Problem requirements:
Before returning the data, strip out the pictures and keep everything else exactly the same.

Given information:
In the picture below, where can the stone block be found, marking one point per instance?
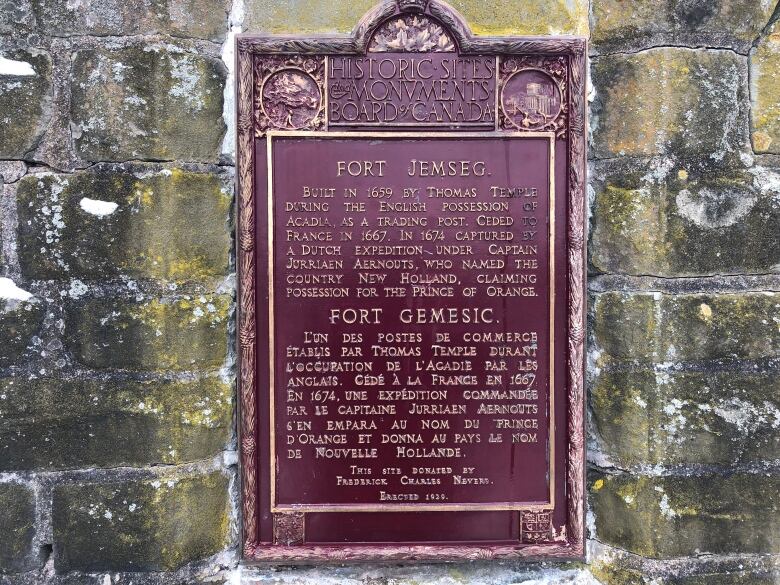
(25, 88)
(156, 102)
(666, 517)
(498, 18)
(17, 525)
(648, 418)
(619, 25)
(765, 93)
(657, 328)
(690, 222)
(671, 102)
(19, 321)
(16, 17)
(204, 19)
(168, 334)
(147, 525)
(48, 423)
(169, 225)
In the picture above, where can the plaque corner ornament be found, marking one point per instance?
(289, 93)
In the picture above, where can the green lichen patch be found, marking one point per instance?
(59, 424)
(765, 93)
(182, 334)
(619, 25)
(672, 102)
(654, 328)
(498, 18)
(19, 321)
(17, 519)
(688, 223)
(151, 525)
(168, 225)
(205, 19)
(664, 517)
(156, 102)
(25, 88)
(681, 418)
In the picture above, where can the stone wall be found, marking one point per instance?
(117, 434)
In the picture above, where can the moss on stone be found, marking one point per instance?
(665, 517)
(647, 418)
(150, 525)
(24, 102)
(170, 225)
(723, 23)
(671, 102)
(655, 328)
(691, 222)
(57, 424)
(183, 334)
(156, 102)
(19, 321)
(765, 93)
(17, 519)
(497, 18)
(205, 19)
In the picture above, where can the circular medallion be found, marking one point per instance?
(291, 98)
(531, 99)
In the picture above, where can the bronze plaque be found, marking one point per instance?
(411, 307)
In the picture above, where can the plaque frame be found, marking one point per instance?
(302, 54)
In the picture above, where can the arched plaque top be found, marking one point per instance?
(412, 26)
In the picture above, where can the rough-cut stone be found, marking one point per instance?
(647, 418)
(148, 525)
(620, 25)
(505, 18)
(671, 102)
(182, 334)
(156, 102)
(170, 225)
(206, 19)
(663, 517)
(58, 424)
(25, 85)
(691, 222)
(612, 573)
(765, 93)
(19, 321)
(17, 519)
(657, 328)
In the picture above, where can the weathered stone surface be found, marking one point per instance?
(671, 102)
(647, 418)
(765, 93)
(612, 573)
(16, 17)
(182, 334)
(58, 424)
(620, 25)
(19, 321)
(25, 85)
(535, 17)
(170, 225)
(665, 517)
(206, 19)
(147, 525)
(691, 222)
(17, 519)
(657, 328)
(156, 102)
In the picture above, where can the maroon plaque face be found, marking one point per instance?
(411, 304)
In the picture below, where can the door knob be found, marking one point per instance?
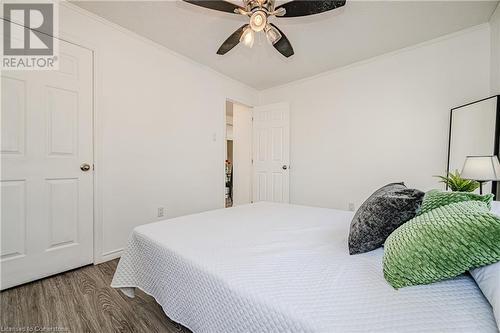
(85, 167)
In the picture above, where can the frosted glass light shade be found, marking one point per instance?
(247, 37)
(481, 168)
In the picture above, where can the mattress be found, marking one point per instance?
(270, 267)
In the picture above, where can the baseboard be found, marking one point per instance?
(110, 255)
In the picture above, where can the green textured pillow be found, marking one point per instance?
(441, 244)
(437, 198)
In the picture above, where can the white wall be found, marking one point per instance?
(157, 114)
(382, 120)
(495, 51)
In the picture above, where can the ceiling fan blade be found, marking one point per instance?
(309, 7)
(219, 5)
(231, 41)
(283, 44)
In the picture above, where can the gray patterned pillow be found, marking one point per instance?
(382, 213)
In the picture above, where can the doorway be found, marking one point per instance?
(238, 146)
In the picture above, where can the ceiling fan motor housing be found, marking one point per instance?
(253, 5)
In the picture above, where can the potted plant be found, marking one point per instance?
(456, 183)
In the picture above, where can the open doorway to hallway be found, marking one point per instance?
(238, 145)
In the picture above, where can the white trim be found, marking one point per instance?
(150, 42)
(109, 255)
(379, 57)
(97, 139)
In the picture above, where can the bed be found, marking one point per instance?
(269, 267)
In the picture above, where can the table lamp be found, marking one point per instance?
(481, 169)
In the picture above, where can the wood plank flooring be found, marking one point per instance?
(82, 301)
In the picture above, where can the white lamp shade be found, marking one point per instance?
(481, 168)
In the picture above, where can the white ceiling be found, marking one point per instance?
(358, 31)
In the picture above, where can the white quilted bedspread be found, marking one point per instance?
(282, 268)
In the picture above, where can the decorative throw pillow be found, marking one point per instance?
(442, 243)
(384, 211)
(437, 198)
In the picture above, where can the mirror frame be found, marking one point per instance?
(494, 186)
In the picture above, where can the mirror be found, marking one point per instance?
(474, 130)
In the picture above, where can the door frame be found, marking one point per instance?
(96, 155)
(223, 182)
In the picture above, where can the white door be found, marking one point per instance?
(271, 153)
(46, 199)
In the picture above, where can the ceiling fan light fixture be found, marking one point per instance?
(258, 21)
(272, 34)
(247, 38)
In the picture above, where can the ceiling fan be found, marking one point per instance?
(259, 12)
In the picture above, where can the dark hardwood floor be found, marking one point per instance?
(81, 301)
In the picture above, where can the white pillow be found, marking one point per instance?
(488, 277)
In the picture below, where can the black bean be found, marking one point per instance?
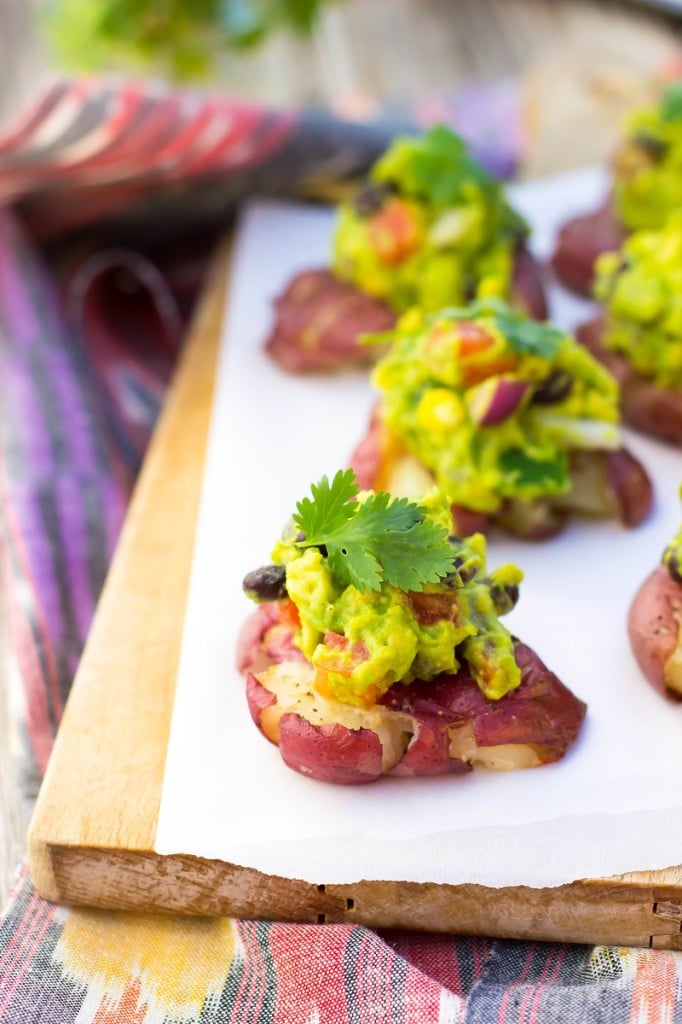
(651, 144)
(554, 388)
(266, 584)
(504, 597)
(371, 197)
(673, 565)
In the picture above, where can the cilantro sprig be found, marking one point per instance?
(523, 335)
(379, 540)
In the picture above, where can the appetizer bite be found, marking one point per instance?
(639, 334)
(646, 187)
(513, 420)
(654, 624)
(377, 648)
(429, 227)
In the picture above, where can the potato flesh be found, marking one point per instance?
(292, 683)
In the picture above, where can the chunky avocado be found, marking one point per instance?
(672, 557)
(641, 290)
(364, 642)
(647, 180)
(429, 227)
(494, 403)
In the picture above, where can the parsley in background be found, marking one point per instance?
(178, 38)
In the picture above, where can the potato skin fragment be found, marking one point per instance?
(652, 410)
(320, 318)
(653, 628)
(444, 726)
(318, 321)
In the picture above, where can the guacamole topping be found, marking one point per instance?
(494, 403)
(641, 290)
(430, 227)
(364, 641)
(647, 182)
(672, 557)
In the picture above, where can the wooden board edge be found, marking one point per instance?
(607, 911)
(77, 804)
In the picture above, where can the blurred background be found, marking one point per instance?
(549, 78)
(573, 66)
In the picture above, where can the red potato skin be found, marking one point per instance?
(541, 713)
(330, 753)
(626, 479)
(318, 321)
(581, 242)
(653, 624)
(652, 410)
(527, 288)
(318, 318)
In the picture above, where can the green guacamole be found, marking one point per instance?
(641, 290)
(494, 403)
(672, 557)
(647, 181)
(430, 227)
(361, 643)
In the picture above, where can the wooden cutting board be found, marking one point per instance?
(92, 837)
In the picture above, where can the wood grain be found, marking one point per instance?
(112, 742)
(93, 833)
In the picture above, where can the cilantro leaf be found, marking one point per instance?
(526, 471)
(671, 108)
(529, 336)
(354, 564)
(523, 335)
(379, 540)
(332, 505)
(414, 557)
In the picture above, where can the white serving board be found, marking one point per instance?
(612, 805)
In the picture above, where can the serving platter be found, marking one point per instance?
(161, 795)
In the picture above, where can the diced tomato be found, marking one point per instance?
(289, 614)
(475, 372)
(476, 360)
(472, 339)
(348, 656)
(430, 608)
(394, 232)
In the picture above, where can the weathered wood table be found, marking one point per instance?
(581, 64)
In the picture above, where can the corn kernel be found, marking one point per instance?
(439, 410)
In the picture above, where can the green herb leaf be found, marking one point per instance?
(332, 506)
(529, 336)
(379, 540)
(671, 107)
(526, 471)
(524, 336)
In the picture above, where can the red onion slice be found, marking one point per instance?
(496, 399)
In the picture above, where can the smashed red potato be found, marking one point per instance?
(612, 484)
(654, 627)
(318, 320)
(654, 411)
(444, 726)
(581, 242)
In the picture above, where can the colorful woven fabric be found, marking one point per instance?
(91, 318)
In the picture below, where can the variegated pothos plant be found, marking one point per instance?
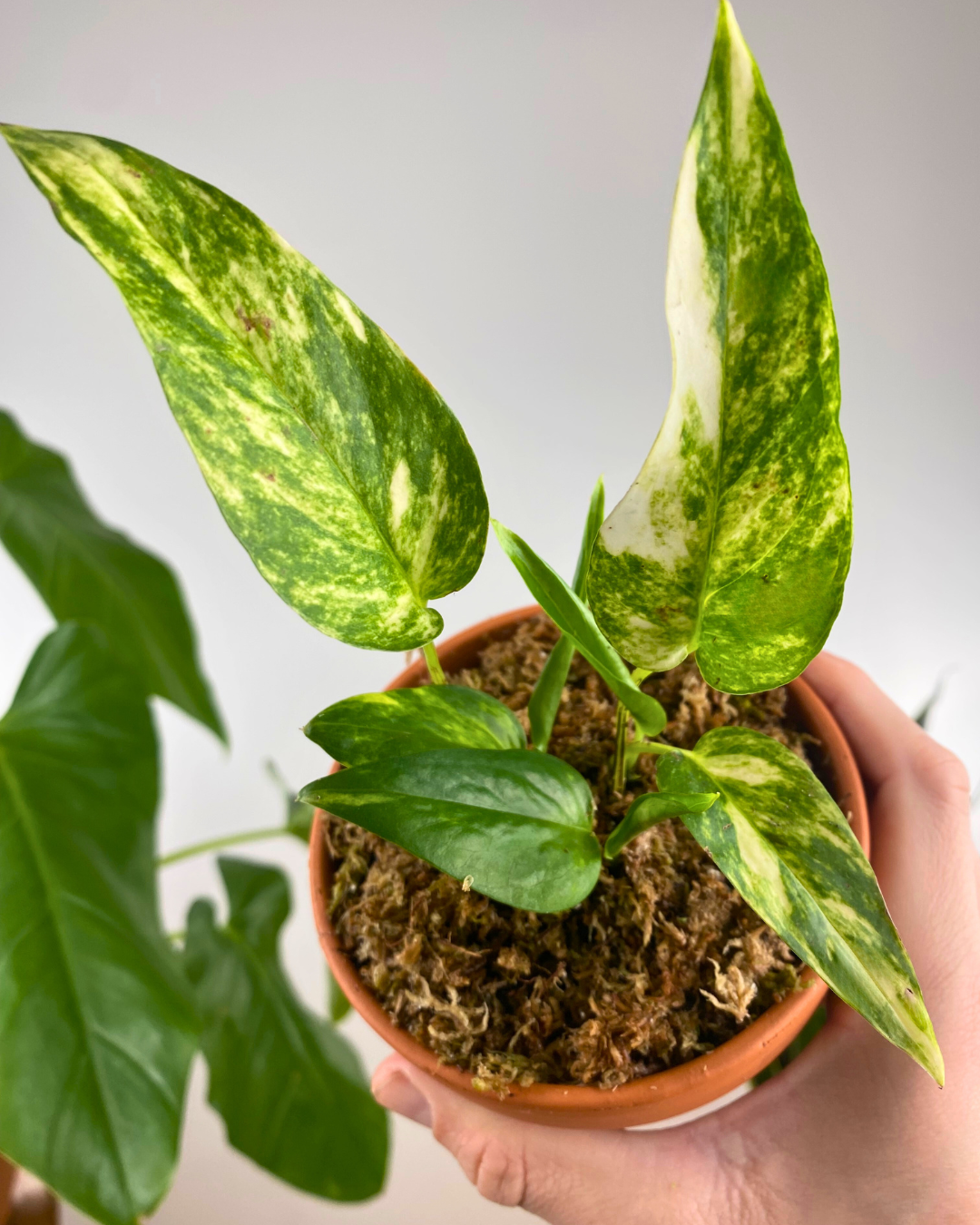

Response:
In the picture below, where can the stone block be found, marking one point per instance?
(25, 88)
(156, 102)
(666, 517)
(498, 18)
(17, 525)
(648, 418)
(619, 25)
(765, 93)
(657, 328)
(690, 222)
(671, 102)
(19, 321)
(16, 17)
(204, 19)
(168, 334)
(147, 525)
(48, 423)
(169, 225)
In the picture above, where can the plaque corner ornament be found, marking one point per instance?
(289, 93)
In the picture above, where can the green lichen patch be found, marking one point per instance?
(59, 424)
(765, 93)
(182, 334)
(619, 25)
(672, 102)
(654, 328)
(498, 18)
(19, 321)
(17, 519)
(688, 223)
(151, 525)
(168, 225)
(205, 19)
(664, 517)
(156, 102)
(25, 88)
(681, 418)
In the picture above, where can the stone wall be found, marking one point per instance?
(117, 434)
In the picture above, where can the moss on stone be found, marking one point per instance?
(665, 517)
(647, 418)
(150, 525)
(24, 102)
(170, 225)
(723, 23)
(671, 102)
(655, 328)
(691, 222)
(57, 424)
(183, 334)
(156, 102)
(19, 321)
(765, 93)
(17, 519)
(497, 18)
(205, 19)
In the picture above, where can the circular medallion be found, marking one point per instance?
(291, 98)
(531, 99)
In the picture above, where can the bronze plaque be found, marking one point per instance?
(411, 307)
In the picture above, where can the plaque frame be found, marking one point per instance?
(302, 54)
In the picture above, where can the arched plaque top be found, marking one point per instance?
(412, 26)
In the picture above, where can the rough-cut stone be found, marking one point per instance?
(647, 418)
(148, 525)
(620, 25)
(505, 18)
(671, 102)
(182, 334)
(156, 102)
(170, 225)
(206, 19)
(663, 517)
(58, 424)
(25, 85)
(691, 222)
(612, 573)
(765, 93)
(19, 321)
(17, 519)
(657, 328)
In the picture above, where can the weathered stone surface be found, marking one point per instance?
(671, 102)
(647, 418)
(765, 93)
(612, 573)
(16, 17)
(182, 334)
(58, 424)
(620, 25)
(19, 321)
(25, 85)
(535, 17)
(170, 225)
(665, 517)
(206, 19)
(147, 525)
(691, 222)
(17, 519)
(657, 328)
(156, 102)
In the picture above, where can the maroon plaque face be found, marking one point per instance?
(411, 304)
In the picture below, where can the door knob be found, marking one point per instance?
(85, 167)
In the picture above, where can the frosted glass light shade be found, marking one point per instance?
(247, 37)
(481, 168)
In the picture above, where can the mattress be found, marking one point per instance?
(270, 267)
In the picture above, where can the baseboard be found, marking one point per instance?
(110, 255)
In the picture above, where can the green textured pillow be found, marking one point per instance?
(441, 244)
(437, 198)
In the picture above, where can the white wall be found, marking one point per instance?
(157, 114)
(382, 120)
(495, 51)
In the picture above, where can the ceiling fan blade be found, marking one point per instance?
(309, 7)
(219, 5)
(231, 41)
(283, 44)
In the picture above, where can the gray patterned pillow be found, marking one point per instance?
(382, 213)
In the picture above, where can the doorway be found, marking one point per instance?
(238, 146)
In the picture above, where can the ceiling fan motor housing be found, marking one point per instance?
(253, 5)
In the picture above, where can the potted plant be found, marking one point per instance?
(456, 183)
In the picture above, where can the open doorway to hallway be found, marking one point per instance?
(238, 145)
In the picture above, where can the white trim be found, marking one point per instance?
(150, 42)
(109, 255)
(379, 57)
(97, 139)
In the picture above, where can the bed be found, marking one point per instance?
(269, 267)
In the picture above, where can the table lamp be found, marking one point per instance?
(481, 169)
In the picture above, where can the wood plank flooring be found, marking one point per instance?
(82, 301)
In the picture above, where can the white lamp shade be found, marking one point per instance?
(481, 168)
In the picture above, where can the white ceiling be found, marking one point per instance?
(358, 31)
In the picture above, where can the white quilted bedspread be found, marking one point per instance?
(282, 268)
In the picture above, where can the decorative throw pillow be found, marking one point per instance?
(442, 243)
(384, 211)
(437, 198)
In the picture above, where can the mirror frame be found, marking one point per instance?
(494, 186)
In the picture above, where can the mirror be found, marking one point per instance?
(474, 130)
In the picture above, where can the door frame be found, marking one point per instance?
(96, 155)
(223, 182)
In the picture above, where can the white door be found, marking one point per instance?
(271, 153)
(46, 199)
In the picture above, where can the ceiling fan light fixture be found, marking one point per instance?
(258, 21)
(272, 34)
(247, 38)
In the picture above, where can the ceiling fan be found, marking one point per instance?
(259, 12)
In the picture above, where can the dark hardwood floor be found, marking one point per instance?
(81, 301)
In the picture above, where can the white pillow be found, marking one point per instance?
(488, 277)
In the picture below, where can the black bean be found, marking one point per instance?
(651, 144)
(554, 388)
(266, 584)
(504, 597)
(371, 197)
(673, 565)
In the picture above, where can the cilantro sprig be found, marking one point per instance?
(523, 335)
(379, 540)
In the picture above, where can the appetizer bite be found, marking one point per instance?
(639, 334)
(646, 187)
(513, 420)
(654, 624)
(377, 648)
(429, 227)
In the picture above, where can the potato flesh be found, marking one point per instance?
(292, 683)
In the picture above, where can the chunky avocado be found, marking one point per instance?
(672, 557)
(641, 290)
(364, 642)
(647, 180)
(429, 227)
(494, 403)
In the picture above, where can the parsley in background be found, marking one point per instance?
(178, 38)
In the picture above, where can the potato skin fragment be found, marking one point per instance?
(652, 410)
(320, 318)
(653, 628)
(444, 726)
(318, 321)
In the picture above, where can the guacamole topping be found, marking one point per instance?
(494, 403)
(641, 290)
(430, 227)
(364, 641)
(647, 182)
(672, 557)
In the picture above, where can the wooden board edge be found, marking one point per instance?
(607, 911)
(77, 804)
In the picture above, where can the blurred background be found, marking one point per instance?
(549, 78)
(573, 66)
In the picture above, where can the red potato skin be found, marking one point per instance?
(541, 713)
(330, 753)
(626, 479)
(318, 321)
(581, 242)
(653, 624)
(652, 410)
(527, 288)
(318, 318)
In the picture above, where can the green guacamole be found, marking one point per instance?
(641, 290)
(494, 403)
(672, 557)
(647, 181)
(430, 227)
(361, 643)
In the picture above, where can the wooden cutting board be found, marking one point per instance?
(92, 837)
In the picture above, where can the wood grain be found, marking one point per instance?
(112, 742)
(93, 833)
In the picture above, where can the cilantro leaf be found, marking one point per instance?
(526, 471)
(671, 108)
(529, 336)
(354, 564)
(523, 335)
(379, 540)
(332, 505)
(414, 557)
In the picture above, where can the white serving board be found, marking one point per instance?
(612, 805)
In the picture above, where can the serving platter be found, marking one point per instance?
(161, 795)
In the picture above, where can the diced tomato be found, marking one point per instance?
(289, 614)
(475, 372)
(476, 360)
(472, 339)
(348, 656)
(430, 608)
(394, 232)
In the picture above, where can the weathered wood table be found, marking one point per instance?
(581, 64)
In the picture above, where can the corn kernel be found, marking one point per instance?
(439, 410)
In the picture above, where can the green herb leaf be found, marking one point per instance?
(332, 506)
(529, 336)
(379, 540)
(671, 107)
(526, 471)
(524, 336)
In the picture above, where can the red onion slice be found, marking one point per instance?
(496, 399)
In the picture above, where can the smashed red potato be found, marking one point per instance?
(612, 484)
(654, 627)
(318, 320)
(654, 411)
(444, 726)
(581, 242)
In the picture above, where can the colorful woven fabric be found, marking one point per instance?
(91, 318)
In the picture below, where can the variegated pothos plant be found, marking one point per instance?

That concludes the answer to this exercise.